» Do this
Reproduce the comment exchange about Barbary Coast word for word, in full.

## start Document

Great stuff, Glenn. Brennan is truly amazing in Barbary Coast, far and away the most fun thing about the movie, precisely because he seems so thoroughly unmoored from everything else that's going on. And yet he also drives the plot in interesting ways, showing up at key places to nudge the characters in one direction or another, or to impart some new information. Mostly, though, he's just hilarious. He won the Academy Award for Come and Get It, and he's very good there too, but for my money he's even better here.

Brian

Great piece (as always). I love Hawks anecdotes, and the one you open with is wonderful (and tracks so well with what we can see in films like THE BIG SLEEP, too).

Just wondering-- and I hope this isn't weird, but-- I was thinking about how this Hawks piece and the one below it about your experiences working for Soderbergh speak to each other. The anecdote about "teeth or no teeth?" reminds me of your two questions posed to Soderbergh while filming, and I just wondered if you were thinking about your own acting moment when writing this up (or if you think it unconsciously affected your choice of film/topic).

Glenn Kenny

@Brian—No, not weird; it's an interesting question. But the correspondences are pretty much coincidental, I think. I interviewed the actor and director Laszlo Szabo a few weeks back, and he mentioned Hawks a couple of times, first with the "no story, just characters" anecdote, and then with a very moving story of Godard and Karina and him in the '60s, going to a Paris cinema to "see Stumpy" in "Rio Bravo." So when Ed announced the Hawks Blogathon, "Stumpy" was on my mind, and "Barbary Coast," featuring an Ur-Stumpy, if you will, seemed a perfect fit.

## end Document
## start Data shown

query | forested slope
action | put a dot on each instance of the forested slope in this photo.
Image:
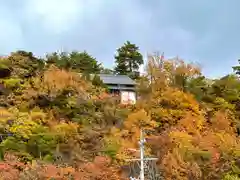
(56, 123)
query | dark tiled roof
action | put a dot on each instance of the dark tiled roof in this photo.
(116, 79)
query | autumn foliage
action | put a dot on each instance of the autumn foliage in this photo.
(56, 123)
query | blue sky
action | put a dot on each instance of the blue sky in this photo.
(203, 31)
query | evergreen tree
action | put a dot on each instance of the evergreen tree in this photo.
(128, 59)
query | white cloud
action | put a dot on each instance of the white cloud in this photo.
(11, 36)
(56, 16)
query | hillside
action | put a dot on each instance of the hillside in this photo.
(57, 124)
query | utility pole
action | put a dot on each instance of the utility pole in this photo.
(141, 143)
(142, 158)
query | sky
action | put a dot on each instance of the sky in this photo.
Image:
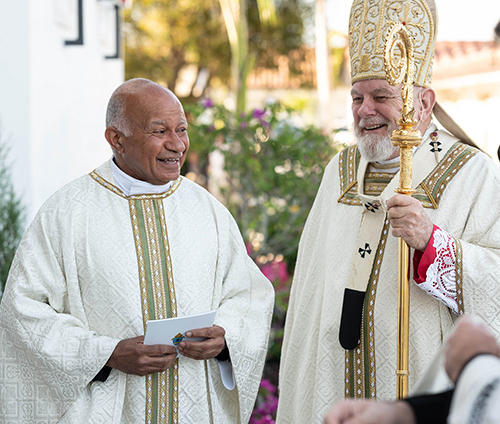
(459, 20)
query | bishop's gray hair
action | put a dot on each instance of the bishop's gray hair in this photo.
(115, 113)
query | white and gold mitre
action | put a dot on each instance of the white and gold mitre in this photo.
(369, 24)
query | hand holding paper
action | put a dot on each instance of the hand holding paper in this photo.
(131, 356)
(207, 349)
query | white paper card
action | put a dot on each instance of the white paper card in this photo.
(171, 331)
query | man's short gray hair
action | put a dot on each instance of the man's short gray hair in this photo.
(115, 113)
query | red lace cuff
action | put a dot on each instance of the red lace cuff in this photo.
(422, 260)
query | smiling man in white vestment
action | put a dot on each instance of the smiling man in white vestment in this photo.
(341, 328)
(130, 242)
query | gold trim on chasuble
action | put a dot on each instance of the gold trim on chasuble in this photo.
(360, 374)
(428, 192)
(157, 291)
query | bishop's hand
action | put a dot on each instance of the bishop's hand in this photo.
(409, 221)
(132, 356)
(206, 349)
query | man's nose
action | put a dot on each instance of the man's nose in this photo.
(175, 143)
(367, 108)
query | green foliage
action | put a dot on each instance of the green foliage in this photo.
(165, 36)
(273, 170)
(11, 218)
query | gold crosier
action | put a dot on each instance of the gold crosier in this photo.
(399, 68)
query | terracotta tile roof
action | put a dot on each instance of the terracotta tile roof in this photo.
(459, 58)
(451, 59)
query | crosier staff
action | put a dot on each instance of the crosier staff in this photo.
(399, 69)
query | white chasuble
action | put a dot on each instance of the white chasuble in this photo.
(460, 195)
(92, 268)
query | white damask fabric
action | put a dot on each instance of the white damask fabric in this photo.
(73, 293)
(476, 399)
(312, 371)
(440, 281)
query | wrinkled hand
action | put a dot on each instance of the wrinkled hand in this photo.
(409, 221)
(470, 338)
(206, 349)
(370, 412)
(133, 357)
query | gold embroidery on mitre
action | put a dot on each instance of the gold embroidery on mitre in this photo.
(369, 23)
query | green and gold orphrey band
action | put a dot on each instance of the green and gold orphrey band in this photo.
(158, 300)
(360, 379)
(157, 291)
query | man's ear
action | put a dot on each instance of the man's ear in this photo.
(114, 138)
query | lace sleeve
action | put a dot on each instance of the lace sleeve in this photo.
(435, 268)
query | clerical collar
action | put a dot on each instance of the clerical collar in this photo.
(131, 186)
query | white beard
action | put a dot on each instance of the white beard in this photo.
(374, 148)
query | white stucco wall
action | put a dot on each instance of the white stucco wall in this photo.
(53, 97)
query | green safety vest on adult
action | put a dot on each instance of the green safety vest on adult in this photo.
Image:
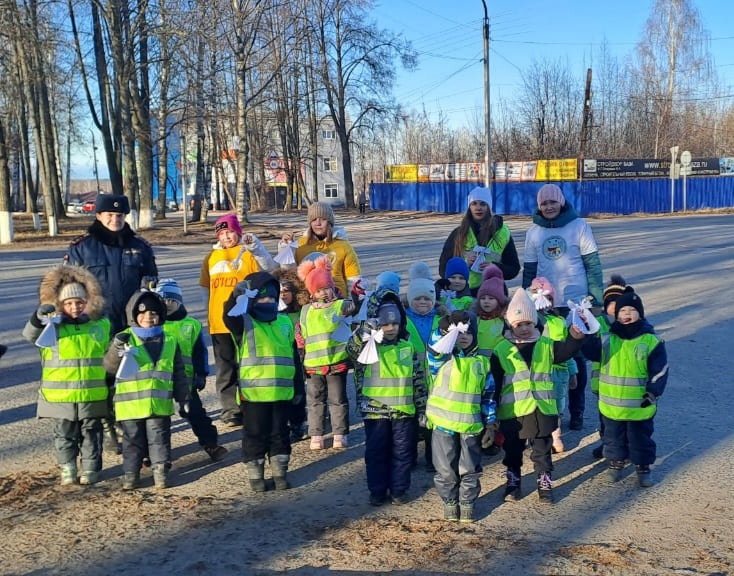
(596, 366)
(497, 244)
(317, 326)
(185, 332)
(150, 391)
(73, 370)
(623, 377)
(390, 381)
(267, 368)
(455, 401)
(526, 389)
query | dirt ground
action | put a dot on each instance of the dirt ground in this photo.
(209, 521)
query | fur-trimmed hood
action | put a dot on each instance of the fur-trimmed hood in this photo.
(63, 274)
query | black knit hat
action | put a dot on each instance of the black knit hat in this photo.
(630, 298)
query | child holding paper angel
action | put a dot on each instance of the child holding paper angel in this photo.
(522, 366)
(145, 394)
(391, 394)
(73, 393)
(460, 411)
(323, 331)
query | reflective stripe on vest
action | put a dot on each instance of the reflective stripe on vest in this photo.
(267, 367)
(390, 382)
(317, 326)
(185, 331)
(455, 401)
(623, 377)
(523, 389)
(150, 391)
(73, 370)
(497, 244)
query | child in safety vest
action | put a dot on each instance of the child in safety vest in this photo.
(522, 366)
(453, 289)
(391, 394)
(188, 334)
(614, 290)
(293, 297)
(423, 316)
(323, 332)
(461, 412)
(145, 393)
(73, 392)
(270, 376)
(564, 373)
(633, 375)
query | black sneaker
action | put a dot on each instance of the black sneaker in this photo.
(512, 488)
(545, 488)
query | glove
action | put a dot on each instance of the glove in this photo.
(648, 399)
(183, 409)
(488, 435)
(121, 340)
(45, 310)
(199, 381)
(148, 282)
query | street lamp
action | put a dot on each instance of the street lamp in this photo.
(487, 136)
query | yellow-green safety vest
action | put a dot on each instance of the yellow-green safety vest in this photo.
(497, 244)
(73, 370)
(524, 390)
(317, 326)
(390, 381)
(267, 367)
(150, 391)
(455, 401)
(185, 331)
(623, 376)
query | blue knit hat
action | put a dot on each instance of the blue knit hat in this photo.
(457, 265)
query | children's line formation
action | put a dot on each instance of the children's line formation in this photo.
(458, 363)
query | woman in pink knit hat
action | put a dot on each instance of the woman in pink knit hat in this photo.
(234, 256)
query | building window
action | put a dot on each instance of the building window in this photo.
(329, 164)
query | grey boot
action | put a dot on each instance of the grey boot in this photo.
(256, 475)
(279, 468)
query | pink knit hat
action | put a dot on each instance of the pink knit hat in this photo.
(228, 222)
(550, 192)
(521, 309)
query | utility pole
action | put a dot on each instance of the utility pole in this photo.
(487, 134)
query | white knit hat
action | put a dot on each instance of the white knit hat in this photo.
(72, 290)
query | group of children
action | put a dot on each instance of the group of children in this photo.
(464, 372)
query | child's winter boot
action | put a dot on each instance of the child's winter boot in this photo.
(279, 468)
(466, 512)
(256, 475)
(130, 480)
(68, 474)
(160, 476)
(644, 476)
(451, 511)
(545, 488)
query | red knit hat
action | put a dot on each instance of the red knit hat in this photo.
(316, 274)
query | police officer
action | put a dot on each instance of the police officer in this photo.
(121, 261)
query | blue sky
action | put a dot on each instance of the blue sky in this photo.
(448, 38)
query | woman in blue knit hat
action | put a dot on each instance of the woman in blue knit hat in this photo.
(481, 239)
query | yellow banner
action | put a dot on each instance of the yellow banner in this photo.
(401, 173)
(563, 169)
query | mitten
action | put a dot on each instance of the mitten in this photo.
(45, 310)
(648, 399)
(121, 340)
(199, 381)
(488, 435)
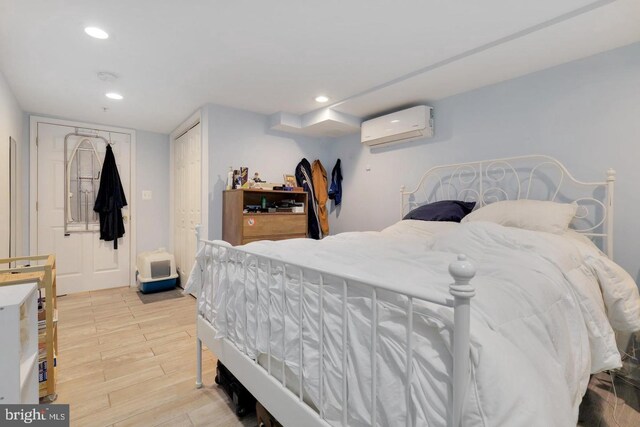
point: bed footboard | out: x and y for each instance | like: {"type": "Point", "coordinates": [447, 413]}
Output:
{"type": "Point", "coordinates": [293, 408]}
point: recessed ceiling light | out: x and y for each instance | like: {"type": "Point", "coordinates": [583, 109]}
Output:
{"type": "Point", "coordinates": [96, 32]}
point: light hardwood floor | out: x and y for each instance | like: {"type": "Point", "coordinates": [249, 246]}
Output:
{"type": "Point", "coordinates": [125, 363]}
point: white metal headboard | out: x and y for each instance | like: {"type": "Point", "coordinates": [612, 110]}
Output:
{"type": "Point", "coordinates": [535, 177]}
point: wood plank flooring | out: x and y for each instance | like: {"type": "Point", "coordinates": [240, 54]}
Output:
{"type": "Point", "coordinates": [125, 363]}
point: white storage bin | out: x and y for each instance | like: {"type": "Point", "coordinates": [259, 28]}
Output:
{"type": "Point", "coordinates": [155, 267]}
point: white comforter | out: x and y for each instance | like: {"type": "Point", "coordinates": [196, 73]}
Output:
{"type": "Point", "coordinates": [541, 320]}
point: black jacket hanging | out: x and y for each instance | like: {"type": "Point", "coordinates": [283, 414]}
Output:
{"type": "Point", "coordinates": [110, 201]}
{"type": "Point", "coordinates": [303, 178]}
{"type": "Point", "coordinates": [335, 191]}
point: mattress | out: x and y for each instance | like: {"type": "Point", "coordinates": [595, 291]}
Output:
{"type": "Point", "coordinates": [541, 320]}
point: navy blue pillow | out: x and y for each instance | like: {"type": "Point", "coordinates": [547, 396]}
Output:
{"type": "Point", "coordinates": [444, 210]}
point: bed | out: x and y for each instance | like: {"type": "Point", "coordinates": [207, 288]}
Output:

## end Data shown

» Problem solution
Great stuff, Glenn. Brennan is truly amazing in Barbary Coast, far and away the most fun thing about the movie, precisely because he seems so thoroughly unmoored from everything else that's going on. And yet he also drives the plot in interesting ways, showing up at key places to nudge the characters in one direction or another, or to impart some new information. Mostly, though, he's just hilarious. He won the Academy Award for Come and Get It, and he's very good there too, but for my money he's even better here.

Brian

Great piece (as always). I love Hawks anecdotes, and the one you open with is wonderful (and tracks so well with what we can see in films like THE BIG SLEEP, too).

Just wondering-- and I hope this isn't weird, but-- I was thinking about how this Hawks piece and the one below it about your experiences working for Soderbergh speak to each other. The anecdote about "teeth or no teeth?" reminds me of your two questions posed to Soderbergh while filming, and I just wondered if you were thinking about your own acting moment when writing this up (or if you think it unconsciously affected your choice of film/topic).

Glenn Kenny

@Brian—No, not weird; it's an interesting question. But the correspondences are pretty much coincidental, I think. I interviewed the actor and director Laszlo Szabo a few weeks back, and he mentioned Hawks a couple of times, first with the "no story, just characters" anecdote, and then with a very moving story of Godard and Karina and him in the '60s, going to a Paris cinema to "see Stumpy" in "Rio Bravo." So when Ed announced the Hawks Blogathon, "Stumpy" was on my mind, and "Barbary Coast," featuring an Ur-Stumpy, if you will, seemed a perfect fit.